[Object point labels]
○ ○ ○
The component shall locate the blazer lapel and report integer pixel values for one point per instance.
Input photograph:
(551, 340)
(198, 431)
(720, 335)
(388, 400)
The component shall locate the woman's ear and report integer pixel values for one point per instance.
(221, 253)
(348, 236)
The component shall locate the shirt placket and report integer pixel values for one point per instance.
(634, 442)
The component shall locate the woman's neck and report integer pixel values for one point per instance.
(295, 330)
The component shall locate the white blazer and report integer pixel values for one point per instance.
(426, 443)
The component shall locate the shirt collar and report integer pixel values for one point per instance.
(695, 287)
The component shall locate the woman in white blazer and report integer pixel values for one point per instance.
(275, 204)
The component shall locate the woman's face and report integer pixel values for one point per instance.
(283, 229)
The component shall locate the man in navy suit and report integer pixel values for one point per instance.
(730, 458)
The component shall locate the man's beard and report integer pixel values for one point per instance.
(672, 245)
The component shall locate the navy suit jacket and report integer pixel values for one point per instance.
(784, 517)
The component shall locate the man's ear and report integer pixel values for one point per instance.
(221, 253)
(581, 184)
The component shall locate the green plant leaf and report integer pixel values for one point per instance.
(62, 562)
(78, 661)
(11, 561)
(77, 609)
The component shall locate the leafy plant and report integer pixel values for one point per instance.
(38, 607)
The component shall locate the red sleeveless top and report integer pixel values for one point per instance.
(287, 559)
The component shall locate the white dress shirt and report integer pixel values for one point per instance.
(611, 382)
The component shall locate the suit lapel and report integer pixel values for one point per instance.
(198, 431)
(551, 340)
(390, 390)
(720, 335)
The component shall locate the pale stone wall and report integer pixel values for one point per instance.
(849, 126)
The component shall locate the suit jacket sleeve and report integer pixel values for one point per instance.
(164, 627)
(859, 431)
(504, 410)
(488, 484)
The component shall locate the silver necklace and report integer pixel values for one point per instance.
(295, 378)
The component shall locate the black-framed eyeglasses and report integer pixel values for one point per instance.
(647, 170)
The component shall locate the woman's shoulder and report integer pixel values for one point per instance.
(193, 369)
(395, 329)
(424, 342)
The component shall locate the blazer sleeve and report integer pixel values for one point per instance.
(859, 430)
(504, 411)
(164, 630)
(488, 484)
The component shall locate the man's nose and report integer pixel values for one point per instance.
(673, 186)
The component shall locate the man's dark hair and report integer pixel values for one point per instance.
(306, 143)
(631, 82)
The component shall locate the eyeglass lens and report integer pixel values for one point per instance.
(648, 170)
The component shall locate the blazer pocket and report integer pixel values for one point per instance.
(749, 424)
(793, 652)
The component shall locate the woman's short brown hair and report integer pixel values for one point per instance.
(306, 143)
○ ○ ○
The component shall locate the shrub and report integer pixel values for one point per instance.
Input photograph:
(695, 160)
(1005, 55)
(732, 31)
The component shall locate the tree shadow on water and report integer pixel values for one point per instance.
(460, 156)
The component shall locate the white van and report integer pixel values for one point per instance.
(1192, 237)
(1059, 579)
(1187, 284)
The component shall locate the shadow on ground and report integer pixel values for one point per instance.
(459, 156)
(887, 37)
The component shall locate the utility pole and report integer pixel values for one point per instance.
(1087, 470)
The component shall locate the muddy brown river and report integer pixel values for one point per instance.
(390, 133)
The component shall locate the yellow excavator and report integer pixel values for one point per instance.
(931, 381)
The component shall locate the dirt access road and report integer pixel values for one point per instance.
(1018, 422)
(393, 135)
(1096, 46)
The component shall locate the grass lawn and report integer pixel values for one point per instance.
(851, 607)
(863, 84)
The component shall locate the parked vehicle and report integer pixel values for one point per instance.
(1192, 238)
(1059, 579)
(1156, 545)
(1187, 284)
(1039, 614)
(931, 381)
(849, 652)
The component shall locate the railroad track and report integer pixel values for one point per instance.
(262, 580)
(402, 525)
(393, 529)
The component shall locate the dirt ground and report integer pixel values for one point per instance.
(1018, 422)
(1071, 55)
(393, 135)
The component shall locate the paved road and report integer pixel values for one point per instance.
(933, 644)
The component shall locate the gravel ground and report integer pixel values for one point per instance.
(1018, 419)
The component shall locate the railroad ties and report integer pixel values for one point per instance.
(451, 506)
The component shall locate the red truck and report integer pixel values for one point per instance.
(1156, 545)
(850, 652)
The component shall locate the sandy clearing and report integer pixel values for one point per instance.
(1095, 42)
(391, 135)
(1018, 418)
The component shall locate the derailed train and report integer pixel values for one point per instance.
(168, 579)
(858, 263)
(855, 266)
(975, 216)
○ ○ ○
Written exercise:
Which lines of the records contain the word "shirt"? List each of them in full.

Expected output:
The component shall locate the shirt placket and report integer pixel values for one point per instance.
The component shall locate the shirt collar and report integer pixel values for one point per instance.
The component shall locate the white dress shirt and report integer pixel values for one point per instance.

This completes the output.